[Saved entries]

..............................

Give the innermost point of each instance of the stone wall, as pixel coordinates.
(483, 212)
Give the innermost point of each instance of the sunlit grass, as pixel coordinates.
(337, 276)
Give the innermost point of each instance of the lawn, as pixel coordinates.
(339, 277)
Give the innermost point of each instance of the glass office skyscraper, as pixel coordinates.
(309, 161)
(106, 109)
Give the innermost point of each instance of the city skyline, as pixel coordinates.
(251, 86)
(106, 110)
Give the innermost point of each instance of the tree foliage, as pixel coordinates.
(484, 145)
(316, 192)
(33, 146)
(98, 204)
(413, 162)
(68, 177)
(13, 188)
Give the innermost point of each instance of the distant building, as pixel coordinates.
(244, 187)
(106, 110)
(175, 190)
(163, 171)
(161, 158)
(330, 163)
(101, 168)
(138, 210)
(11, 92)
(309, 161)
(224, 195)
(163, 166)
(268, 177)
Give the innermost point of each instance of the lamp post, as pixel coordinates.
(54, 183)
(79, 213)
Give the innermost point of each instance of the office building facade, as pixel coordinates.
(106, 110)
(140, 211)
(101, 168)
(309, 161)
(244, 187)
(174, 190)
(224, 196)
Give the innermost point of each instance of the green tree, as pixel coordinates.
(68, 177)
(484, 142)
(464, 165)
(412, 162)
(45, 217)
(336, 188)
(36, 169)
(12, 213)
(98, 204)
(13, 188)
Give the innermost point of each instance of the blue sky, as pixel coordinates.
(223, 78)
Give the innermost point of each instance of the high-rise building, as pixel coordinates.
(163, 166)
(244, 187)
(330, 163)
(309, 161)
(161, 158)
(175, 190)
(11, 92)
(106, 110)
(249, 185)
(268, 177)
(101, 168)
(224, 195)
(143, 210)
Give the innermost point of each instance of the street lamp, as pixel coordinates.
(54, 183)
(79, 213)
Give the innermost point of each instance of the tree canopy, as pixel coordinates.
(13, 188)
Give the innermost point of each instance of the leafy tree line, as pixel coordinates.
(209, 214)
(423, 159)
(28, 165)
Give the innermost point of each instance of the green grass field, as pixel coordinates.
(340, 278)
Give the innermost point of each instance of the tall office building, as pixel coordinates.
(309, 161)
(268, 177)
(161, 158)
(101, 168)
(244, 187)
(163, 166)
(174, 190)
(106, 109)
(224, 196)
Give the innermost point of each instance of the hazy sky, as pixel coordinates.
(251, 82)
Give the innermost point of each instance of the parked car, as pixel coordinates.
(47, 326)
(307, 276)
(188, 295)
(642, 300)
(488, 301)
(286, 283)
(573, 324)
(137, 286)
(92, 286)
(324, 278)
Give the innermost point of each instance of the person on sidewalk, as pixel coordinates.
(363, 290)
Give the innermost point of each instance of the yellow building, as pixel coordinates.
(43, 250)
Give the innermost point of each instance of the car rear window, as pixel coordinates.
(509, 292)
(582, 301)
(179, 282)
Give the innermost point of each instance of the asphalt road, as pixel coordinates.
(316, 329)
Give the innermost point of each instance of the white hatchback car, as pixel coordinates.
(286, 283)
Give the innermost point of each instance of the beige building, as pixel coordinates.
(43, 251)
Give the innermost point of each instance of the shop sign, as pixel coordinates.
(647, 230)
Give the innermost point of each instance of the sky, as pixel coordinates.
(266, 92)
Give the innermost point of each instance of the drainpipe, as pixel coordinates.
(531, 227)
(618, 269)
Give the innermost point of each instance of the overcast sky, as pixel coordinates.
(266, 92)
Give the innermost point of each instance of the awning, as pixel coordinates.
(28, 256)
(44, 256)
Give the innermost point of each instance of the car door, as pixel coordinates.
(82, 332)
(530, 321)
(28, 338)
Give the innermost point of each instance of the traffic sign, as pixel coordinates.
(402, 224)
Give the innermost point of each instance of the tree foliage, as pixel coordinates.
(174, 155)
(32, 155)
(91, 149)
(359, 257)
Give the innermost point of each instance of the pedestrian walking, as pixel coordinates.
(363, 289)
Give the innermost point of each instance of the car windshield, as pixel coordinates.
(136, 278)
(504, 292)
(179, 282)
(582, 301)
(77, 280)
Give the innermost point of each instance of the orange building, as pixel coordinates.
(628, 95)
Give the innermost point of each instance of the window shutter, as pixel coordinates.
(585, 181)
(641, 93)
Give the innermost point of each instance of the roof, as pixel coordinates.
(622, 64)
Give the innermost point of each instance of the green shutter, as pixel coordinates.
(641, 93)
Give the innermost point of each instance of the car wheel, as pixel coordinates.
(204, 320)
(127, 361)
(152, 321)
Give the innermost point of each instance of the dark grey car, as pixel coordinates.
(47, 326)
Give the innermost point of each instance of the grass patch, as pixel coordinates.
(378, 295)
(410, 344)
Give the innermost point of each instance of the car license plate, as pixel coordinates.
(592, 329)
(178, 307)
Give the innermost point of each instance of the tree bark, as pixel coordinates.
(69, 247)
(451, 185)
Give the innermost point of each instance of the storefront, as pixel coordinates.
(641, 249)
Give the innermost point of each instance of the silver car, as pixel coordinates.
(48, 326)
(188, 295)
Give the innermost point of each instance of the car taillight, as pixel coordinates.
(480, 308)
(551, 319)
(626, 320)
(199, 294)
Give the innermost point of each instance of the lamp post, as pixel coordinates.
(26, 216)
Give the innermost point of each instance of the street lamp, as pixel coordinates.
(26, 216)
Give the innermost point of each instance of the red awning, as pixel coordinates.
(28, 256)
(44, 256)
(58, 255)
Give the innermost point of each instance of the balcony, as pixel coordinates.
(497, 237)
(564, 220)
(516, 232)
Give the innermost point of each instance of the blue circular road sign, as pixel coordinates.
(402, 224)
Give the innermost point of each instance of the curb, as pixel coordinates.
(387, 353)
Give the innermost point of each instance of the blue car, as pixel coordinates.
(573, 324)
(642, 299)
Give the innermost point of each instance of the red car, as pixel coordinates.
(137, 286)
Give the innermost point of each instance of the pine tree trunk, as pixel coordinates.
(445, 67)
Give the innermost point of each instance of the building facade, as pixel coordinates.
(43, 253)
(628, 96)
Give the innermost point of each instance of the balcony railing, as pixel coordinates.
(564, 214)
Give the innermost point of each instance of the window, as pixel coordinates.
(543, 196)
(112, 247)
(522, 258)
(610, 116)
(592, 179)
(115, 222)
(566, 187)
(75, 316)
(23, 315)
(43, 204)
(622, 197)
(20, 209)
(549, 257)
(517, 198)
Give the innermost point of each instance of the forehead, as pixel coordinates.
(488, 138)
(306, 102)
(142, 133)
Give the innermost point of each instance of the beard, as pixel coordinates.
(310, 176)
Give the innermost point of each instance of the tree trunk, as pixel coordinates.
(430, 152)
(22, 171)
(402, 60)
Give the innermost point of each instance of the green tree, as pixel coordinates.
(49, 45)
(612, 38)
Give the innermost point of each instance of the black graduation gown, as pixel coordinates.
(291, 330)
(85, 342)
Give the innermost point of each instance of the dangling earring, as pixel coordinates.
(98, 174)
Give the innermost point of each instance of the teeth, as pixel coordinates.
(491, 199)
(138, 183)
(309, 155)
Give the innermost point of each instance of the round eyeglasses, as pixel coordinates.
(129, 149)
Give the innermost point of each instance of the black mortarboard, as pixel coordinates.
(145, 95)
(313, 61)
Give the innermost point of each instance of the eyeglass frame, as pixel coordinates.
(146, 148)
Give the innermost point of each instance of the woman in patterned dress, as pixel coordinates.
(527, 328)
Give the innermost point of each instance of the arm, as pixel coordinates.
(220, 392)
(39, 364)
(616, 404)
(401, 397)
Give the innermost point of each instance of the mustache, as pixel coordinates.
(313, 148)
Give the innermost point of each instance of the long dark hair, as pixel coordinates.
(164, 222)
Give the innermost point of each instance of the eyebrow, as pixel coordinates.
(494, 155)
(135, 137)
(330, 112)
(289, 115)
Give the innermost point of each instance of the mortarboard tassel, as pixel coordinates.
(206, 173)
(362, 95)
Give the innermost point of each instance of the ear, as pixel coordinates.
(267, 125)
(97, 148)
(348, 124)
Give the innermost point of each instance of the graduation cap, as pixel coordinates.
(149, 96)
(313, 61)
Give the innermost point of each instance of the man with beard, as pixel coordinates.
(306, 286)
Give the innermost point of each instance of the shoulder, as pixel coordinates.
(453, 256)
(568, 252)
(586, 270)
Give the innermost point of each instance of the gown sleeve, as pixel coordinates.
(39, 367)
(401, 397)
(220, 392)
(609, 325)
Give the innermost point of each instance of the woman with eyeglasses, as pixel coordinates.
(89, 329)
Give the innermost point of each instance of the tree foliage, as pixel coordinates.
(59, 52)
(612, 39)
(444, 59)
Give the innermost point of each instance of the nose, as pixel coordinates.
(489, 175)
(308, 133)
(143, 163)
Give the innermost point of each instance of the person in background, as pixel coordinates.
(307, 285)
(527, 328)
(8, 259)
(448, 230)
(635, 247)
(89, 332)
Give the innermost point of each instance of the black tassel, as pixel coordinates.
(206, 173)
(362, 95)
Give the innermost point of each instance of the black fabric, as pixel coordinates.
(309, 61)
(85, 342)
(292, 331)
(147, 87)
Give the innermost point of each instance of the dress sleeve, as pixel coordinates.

..............................

Print only the lines from the one with "Give the innermost point of each instance of the woman with" to the end of the records, both included.

_ANSWER TO THIS TASK_:
Give the innermost point of each instance of the woman with eyeglasses, as pixel coordinates.
(89, 329)
Give the innermost point of each instance of the tree foliage, as pixel coordinates.
(59, 52)
(612, 39)
(444, 59)
Give the innermost point of each instance of the nose, as pixel coordinates.
(489, 175)
(308, 133)
(143, 163)
Give the innermost point of each instance of the person in background, as pixel coordinates.
(307, 285)
(527, 328)
(8, 259)
(448, 230)
(635, 247)
(89, 332)
Give the innermost point of each instance of the black tassel, as pixel coordinates.
(206, 173)
(362, 95)
Give the innermost point of each instance of the black fabric, as pixel coordinates.
(309, 61)
(85, 342)
(292, 331)
(147, 87)
Give the innermost point of each instance of the dress sleeve, as pixel coordinates.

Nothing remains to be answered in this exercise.